Given request: Rewrite the stretch of entries from the line containing "the blue cap." through the end of the entries, replacing "blue cap" with "navy cap" wherever it occurs and leaving all else unchanged. Return only those lines.

● ● ● ●

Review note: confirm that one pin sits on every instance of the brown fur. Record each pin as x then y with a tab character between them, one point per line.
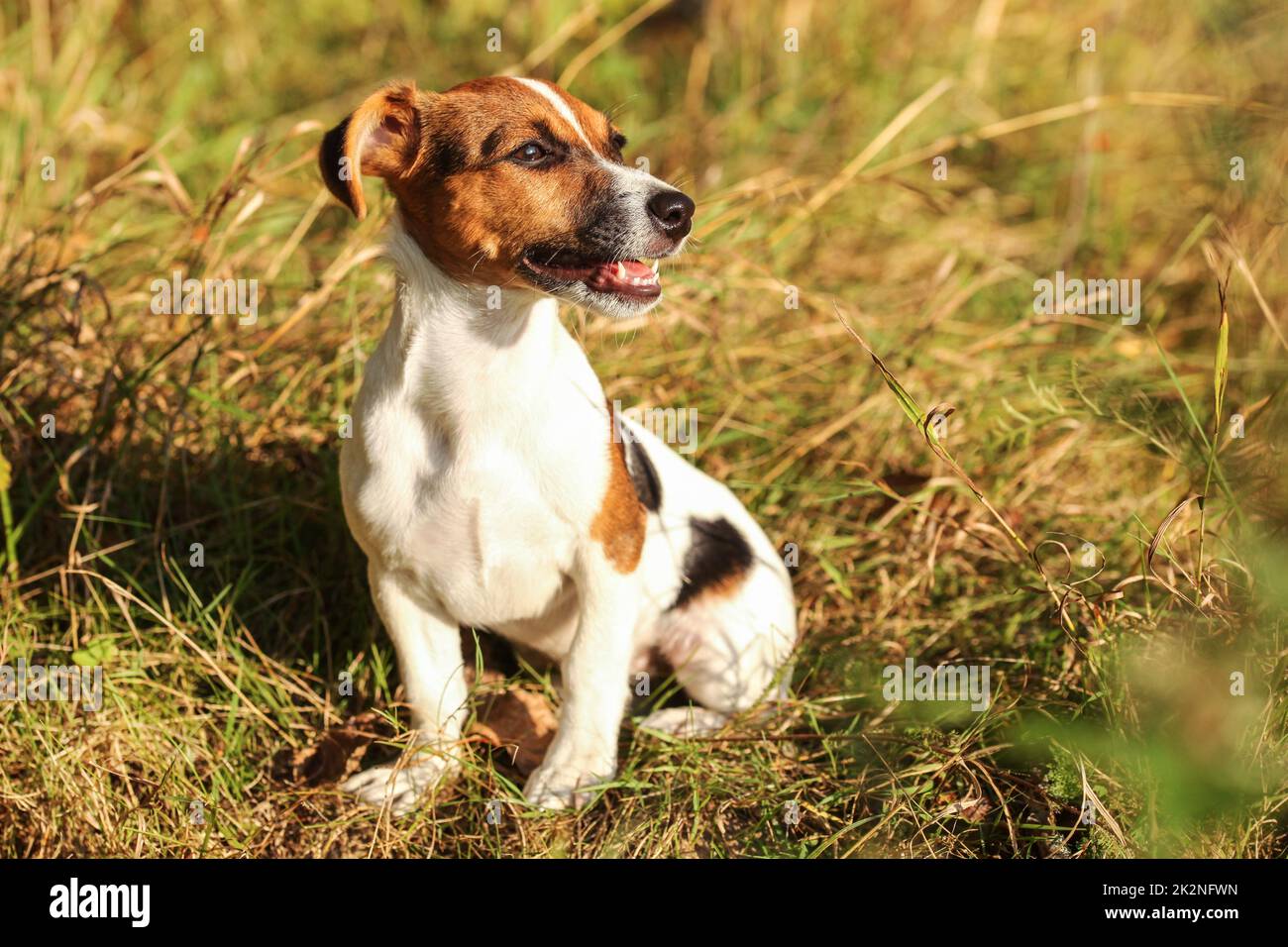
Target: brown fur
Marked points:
621	521
475	215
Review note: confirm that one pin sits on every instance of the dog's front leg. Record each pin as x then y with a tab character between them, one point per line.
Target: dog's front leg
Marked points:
593	688
433	676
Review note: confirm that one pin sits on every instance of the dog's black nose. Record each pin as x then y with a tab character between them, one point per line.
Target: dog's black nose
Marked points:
673	211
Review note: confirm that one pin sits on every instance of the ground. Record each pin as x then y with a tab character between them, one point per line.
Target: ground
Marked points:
961	479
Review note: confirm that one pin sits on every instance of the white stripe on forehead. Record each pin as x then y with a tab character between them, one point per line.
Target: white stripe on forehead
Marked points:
561	106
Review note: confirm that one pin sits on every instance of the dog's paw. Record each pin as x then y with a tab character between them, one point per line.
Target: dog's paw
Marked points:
565	788
399	787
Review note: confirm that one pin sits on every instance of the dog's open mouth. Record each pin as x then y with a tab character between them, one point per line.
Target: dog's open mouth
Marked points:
617	277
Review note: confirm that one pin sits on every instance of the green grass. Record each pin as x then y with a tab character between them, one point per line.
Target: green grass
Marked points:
812	172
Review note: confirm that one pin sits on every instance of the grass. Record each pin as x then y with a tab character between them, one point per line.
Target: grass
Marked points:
239	689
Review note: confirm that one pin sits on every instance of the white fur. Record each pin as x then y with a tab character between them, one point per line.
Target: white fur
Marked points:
478	463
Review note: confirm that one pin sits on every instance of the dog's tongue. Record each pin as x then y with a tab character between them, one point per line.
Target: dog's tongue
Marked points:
625	275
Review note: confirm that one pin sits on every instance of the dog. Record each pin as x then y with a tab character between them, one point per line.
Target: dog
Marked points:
485	478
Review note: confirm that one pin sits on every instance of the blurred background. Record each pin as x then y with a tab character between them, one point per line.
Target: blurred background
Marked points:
911	167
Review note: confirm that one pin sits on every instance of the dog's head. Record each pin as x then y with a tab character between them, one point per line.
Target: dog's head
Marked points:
503	180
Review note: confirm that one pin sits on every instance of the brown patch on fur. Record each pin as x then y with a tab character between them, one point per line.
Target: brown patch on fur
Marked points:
621	521
472	210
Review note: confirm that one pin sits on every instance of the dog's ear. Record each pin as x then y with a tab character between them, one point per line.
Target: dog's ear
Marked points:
380	138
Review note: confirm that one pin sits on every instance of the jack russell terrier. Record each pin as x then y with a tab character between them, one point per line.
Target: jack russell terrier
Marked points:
488	482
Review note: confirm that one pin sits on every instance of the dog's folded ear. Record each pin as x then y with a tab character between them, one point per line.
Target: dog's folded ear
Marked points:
380	138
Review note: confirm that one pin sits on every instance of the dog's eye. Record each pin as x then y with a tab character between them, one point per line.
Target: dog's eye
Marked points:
529	154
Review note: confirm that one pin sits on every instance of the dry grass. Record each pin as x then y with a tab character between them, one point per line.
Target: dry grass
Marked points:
812	171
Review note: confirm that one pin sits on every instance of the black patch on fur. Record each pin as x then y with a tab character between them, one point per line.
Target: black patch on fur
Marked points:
329	162
648	487
717	553
490	142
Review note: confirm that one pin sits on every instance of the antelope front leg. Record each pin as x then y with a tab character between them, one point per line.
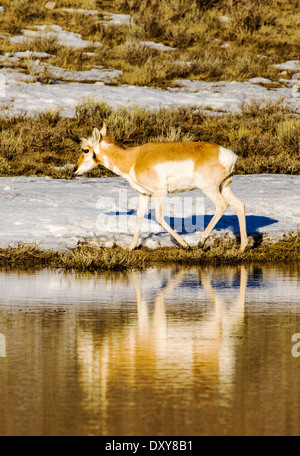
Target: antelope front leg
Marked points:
141	210
159	205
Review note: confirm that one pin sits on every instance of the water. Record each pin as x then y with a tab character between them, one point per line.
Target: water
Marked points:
177	352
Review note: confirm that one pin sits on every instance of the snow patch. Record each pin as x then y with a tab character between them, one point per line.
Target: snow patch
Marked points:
58	214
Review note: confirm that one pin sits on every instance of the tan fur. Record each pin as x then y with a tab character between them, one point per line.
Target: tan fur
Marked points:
155	169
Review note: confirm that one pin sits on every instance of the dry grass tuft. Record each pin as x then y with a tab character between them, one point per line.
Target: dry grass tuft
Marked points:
84	258
265	136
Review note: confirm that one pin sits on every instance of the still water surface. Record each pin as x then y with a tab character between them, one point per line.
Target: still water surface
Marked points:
162	352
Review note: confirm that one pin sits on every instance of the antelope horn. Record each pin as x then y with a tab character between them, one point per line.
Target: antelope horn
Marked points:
74	138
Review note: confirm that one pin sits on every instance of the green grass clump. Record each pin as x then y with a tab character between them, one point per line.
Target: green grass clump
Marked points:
265	136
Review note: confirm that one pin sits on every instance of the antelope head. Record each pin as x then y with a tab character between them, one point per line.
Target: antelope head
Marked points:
91	151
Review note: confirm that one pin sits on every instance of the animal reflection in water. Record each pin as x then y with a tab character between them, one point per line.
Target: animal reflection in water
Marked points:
167	342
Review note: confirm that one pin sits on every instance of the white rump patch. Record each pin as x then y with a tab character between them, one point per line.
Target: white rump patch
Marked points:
227	158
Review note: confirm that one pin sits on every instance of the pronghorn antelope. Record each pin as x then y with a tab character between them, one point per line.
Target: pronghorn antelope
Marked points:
156	169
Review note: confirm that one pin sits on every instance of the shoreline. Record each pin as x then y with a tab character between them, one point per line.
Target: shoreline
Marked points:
87	258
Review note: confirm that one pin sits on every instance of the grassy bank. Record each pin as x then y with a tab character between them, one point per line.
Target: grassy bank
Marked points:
84	258
265	136
255	35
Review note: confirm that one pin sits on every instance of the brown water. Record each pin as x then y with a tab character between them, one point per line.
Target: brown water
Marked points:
162	352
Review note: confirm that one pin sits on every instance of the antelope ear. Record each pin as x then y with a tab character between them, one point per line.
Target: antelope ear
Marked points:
103	129
96	135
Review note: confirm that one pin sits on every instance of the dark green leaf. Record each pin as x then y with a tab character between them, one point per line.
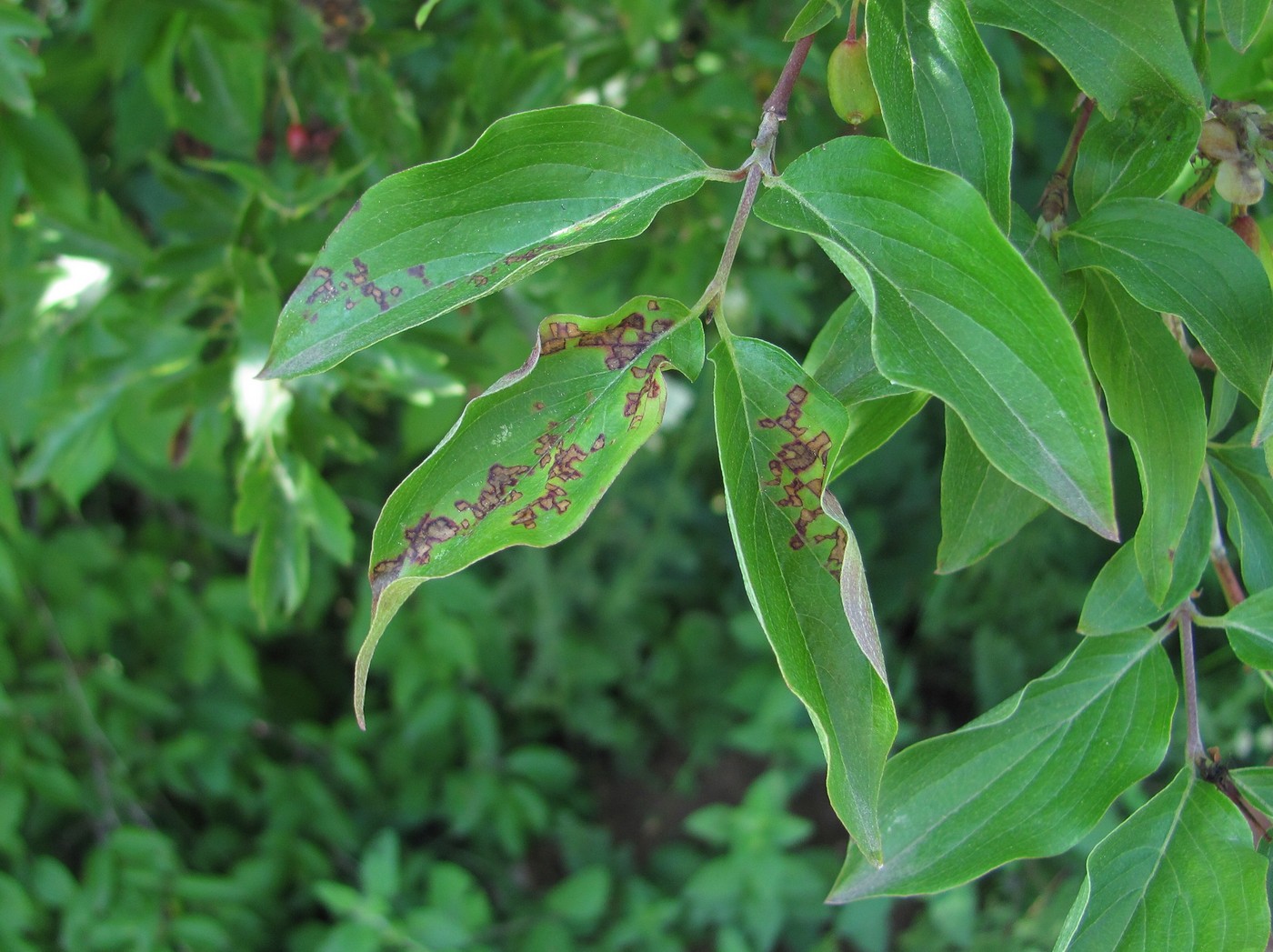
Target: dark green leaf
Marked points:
1152	396
1178	876
957	314
1250	629
531	457
1138	155
1244	484
16	61
811	18
1119	599
982	508
1028	777
779	433
1117	53
1173	258
535	187
939	93
1241	19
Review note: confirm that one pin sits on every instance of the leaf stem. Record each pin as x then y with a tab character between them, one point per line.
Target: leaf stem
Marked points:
1056	195
1194	750
759	165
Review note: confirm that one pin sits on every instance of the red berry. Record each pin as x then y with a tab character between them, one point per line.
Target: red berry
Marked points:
298	140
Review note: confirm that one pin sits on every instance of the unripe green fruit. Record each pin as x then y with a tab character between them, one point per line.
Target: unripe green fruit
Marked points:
1238	182
848	80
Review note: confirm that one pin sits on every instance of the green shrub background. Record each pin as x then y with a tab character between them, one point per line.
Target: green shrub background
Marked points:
586	747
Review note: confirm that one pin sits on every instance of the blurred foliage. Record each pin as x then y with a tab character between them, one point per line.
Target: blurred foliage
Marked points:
586	747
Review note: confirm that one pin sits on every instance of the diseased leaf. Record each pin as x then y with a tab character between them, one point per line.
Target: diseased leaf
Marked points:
1177	876
982	508
1152	396
1138	155
531	457
1171	258
1117	53
1119	601
779	433
957	314
1244	484
939	95
535	187
1250	629
811	18
1028	777
1241	19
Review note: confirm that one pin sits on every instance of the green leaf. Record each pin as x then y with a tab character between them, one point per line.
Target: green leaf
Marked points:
939	95
1243	21
1177	875
811	18
1249	626
535	187
1244	484
1117	53
1028	777
1173	258
779	433
16	61
1119	599
531	457
957	314
1138	155
982	508
1152	396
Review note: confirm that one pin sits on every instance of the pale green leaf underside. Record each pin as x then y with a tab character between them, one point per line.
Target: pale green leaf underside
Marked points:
1178	876
779	433
957	314
939	93
1152	396
1116	51
535	187
531	457
1027	779
1171	258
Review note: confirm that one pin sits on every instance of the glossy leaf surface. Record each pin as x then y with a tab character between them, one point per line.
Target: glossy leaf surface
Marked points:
1173	258
1151	394
1028	777
957	314
1119	598
779	433
1250	629
531	457
535	187
1117	53
982	508
1179	875
936	82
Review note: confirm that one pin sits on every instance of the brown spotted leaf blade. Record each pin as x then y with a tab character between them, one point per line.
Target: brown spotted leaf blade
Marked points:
535	187
530	457
779	435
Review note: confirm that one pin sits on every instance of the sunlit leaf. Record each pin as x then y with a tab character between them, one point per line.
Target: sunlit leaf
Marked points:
535	187
1151	394
939	93
1028	777
779	433
531	457
982	508
1117	53
1173	258
1178	876
957	314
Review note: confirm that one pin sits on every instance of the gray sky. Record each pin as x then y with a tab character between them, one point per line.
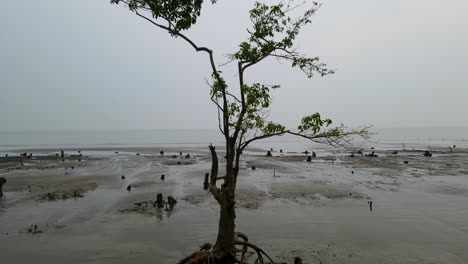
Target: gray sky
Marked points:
89	65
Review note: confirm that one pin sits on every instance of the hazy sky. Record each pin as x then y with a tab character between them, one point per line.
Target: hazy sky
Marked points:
89	65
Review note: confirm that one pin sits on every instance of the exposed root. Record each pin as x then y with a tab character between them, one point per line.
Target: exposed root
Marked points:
248	253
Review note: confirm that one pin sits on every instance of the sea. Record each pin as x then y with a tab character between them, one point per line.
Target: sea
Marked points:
379	138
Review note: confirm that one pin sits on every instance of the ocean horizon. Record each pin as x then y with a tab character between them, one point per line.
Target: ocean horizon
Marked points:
380	138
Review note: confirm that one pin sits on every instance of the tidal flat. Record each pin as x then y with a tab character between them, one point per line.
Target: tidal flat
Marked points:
78	210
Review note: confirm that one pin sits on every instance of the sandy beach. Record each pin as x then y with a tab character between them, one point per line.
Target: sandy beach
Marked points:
78	210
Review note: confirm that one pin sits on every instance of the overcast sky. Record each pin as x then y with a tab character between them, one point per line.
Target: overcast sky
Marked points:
90	65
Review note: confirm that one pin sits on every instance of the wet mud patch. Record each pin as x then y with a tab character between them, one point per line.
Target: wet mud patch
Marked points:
313	190
249	197
63	192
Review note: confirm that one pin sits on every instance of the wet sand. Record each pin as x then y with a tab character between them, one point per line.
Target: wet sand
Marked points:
290	207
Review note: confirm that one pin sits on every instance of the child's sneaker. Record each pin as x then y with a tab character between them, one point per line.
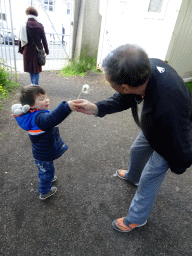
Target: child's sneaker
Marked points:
51	192
121	227
54	179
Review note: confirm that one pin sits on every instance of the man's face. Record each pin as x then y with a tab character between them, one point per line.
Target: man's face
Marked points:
41	102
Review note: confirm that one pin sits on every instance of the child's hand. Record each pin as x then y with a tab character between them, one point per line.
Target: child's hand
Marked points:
86	107
72	106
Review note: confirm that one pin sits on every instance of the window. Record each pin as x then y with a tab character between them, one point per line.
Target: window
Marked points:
155	6
68	8
49	5
156	9
2	16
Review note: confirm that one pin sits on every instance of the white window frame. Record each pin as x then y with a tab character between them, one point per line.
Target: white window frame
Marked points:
156	15
46	6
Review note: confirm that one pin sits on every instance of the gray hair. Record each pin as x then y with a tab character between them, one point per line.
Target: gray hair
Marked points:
127	64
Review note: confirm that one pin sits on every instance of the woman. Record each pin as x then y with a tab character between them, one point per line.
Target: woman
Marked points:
32	34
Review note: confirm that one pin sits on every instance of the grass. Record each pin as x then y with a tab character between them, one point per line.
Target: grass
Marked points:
7	85
80	68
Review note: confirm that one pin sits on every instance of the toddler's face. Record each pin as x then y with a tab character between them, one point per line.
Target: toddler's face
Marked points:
41	102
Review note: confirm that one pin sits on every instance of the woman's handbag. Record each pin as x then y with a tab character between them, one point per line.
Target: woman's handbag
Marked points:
41	56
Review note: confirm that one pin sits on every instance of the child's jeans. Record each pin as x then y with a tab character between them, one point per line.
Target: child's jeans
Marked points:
46	172
148	168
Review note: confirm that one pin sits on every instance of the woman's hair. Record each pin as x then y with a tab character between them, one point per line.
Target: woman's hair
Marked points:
127	64
29	93
31	10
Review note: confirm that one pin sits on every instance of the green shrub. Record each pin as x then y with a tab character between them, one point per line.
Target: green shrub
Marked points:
79	68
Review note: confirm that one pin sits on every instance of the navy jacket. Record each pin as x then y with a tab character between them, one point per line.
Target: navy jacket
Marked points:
166	118
41	125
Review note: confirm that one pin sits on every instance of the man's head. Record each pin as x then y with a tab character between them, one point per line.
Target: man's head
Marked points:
127	65
35	96
32	11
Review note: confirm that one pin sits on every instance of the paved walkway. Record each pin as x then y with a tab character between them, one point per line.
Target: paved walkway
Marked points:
77	219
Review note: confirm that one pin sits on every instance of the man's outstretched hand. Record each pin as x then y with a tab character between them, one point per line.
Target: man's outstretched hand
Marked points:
86	107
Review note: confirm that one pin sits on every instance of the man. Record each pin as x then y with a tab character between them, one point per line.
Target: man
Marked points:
165	121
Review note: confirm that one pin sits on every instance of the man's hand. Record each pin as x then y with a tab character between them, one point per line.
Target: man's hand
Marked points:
86	107
72	106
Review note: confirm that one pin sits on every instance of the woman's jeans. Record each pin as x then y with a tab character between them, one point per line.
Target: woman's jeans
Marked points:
46	172
34	78
147	168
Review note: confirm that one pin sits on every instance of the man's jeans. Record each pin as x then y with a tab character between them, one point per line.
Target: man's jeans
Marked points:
147	168
34	78
46	172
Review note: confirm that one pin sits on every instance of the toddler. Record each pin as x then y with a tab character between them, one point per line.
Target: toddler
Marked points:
42	127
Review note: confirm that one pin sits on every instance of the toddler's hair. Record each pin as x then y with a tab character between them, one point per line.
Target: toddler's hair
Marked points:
29	93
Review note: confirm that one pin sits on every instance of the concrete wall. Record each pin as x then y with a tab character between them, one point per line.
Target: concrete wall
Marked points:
127	21
88	27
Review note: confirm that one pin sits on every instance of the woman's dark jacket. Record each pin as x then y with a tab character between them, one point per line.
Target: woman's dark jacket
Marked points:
166	118
29	51
47	144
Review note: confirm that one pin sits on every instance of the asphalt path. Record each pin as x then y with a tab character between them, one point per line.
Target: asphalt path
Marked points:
77	219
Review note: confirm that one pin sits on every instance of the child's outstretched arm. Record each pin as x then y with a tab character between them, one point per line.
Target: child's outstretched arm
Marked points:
86	107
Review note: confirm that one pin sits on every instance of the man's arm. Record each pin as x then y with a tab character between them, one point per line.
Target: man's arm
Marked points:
117	103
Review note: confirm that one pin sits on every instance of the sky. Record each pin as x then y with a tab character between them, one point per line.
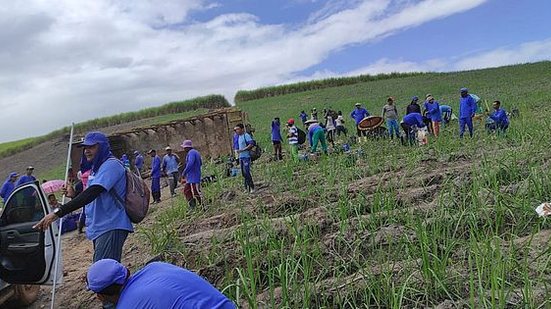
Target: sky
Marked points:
69	61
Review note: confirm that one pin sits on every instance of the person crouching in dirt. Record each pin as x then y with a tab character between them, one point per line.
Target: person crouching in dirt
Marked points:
316	135
107	224
156	285
191	175
499	116
409	123
276	139
155	175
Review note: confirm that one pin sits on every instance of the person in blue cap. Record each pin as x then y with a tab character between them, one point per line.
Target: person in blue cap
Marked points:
28	177
467	109
411	121
499	116
358	114
156	285
413	107
155	175
8	186
138	162
107	223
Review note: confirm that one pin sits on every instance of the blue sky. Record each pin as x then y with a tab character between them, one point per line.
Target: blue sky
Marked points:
76	60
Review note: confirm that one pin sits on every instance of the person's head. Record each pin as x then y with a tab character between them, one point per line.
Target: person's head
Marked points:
52	200
107	278
96	149
239	129
13	176
187	145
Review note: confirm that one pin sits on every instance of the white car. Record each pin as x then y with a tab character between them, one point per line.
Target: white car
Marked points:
27	255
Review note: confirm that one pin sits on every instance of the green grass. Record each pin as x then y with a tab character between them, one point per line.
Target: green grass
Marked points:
386	226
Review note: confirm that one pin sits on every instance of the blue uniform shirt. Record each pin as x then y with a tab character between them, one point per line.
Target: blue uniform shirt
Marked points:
192	171
414	119
500	117
105	212
170	163
162	285
433	110
359	114
467	107
25	179
276	132
243	141
156	167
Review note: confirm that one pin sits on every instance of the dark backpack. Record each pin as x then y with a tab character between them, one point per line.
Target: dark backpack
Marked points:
138	196
301	135
256	151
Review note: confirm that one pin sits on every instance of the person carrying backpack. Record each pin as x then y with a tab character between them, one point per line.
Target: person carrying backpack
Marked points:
292	137
107	223
246	143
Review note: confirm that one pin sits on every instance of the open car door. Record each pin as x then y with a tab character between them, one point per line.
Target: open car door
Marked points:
27	255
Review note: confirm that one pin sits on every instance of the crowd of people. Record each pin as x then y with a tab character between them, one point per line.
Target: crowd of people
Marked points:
429	116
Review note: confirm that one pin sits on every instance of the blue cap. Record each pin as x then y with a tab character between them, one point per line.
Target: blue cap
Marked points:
93	138
104	273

● ● ● ●

Solution to the exercise:
Review note: confirm that one pin sits on every instance of the navy cap. Record each pin as x then y with a tab character between them, one point per line.
Target: navy cap
Marked points:
93	138
104	273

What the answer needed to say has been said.